◆ YOUR GOAL ◆
Rewrite all of the data below, changing every "Locations" to "Coordinates" and keeping everything else the same. Omit the pictures from your version.

◆ PROVIDED RECORDS ◆
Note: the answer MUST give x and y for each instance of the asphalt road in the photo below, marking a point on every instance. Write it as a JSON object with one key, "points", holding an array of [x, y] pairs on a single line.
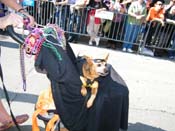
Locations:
{"points": [[151, 82]]}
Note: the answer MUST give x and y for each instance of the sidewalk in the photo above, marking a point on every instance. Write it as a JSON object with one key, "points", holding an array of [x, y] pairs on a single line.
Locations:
{"points": [[150, 81]]}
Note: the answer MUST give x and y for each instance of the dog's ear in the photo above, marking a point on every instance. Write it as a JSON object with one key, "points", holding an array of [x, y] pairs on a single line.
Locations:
{"points": [[106, 57], [88, 60]]}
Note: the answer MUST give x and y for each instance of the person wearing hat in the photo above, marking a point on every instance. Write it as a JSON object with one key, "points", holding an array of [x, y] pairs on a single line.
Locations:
{"points": [[155, 13], [14, 20]]}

◆ FINAL RESULT ◆
Note: the answer MUST give x and y for each instance of the asphalt road in the photo below, marking a point on every instance. Write it as a JSON object with one key, "points", holding an array of [x, y] pairs on a single line.
Coordinates:
{"points": [[151, 82]]}
Note: the answer MUST give x and y for each instance of the sidewalk in the photo above, marking a point on every instance. Write it as a JSON object with one key, "points", holding an array of [x, y] pairs on a single line.
Coordinates:
{"points": [[150, 81]]}
Note: the answer MUST give x and y for each instance of the dog's ear in the photo above, marking a point on every instance. Write it as a JSON object with one key, "points", holding an array of [x, y] pairs on a single line.
Coordinates:
{"points": [[106, 57], [88, 60]]}
Note: the answer MUST give x and y for each instance of the person wearing hat in the photo above, marking a point on every instance. Write it as a JSON object with one key, "points", holding an array of [x, y] pairs on a single line.
Coordinates:
{"points": [[155, 13], [14, 20]]}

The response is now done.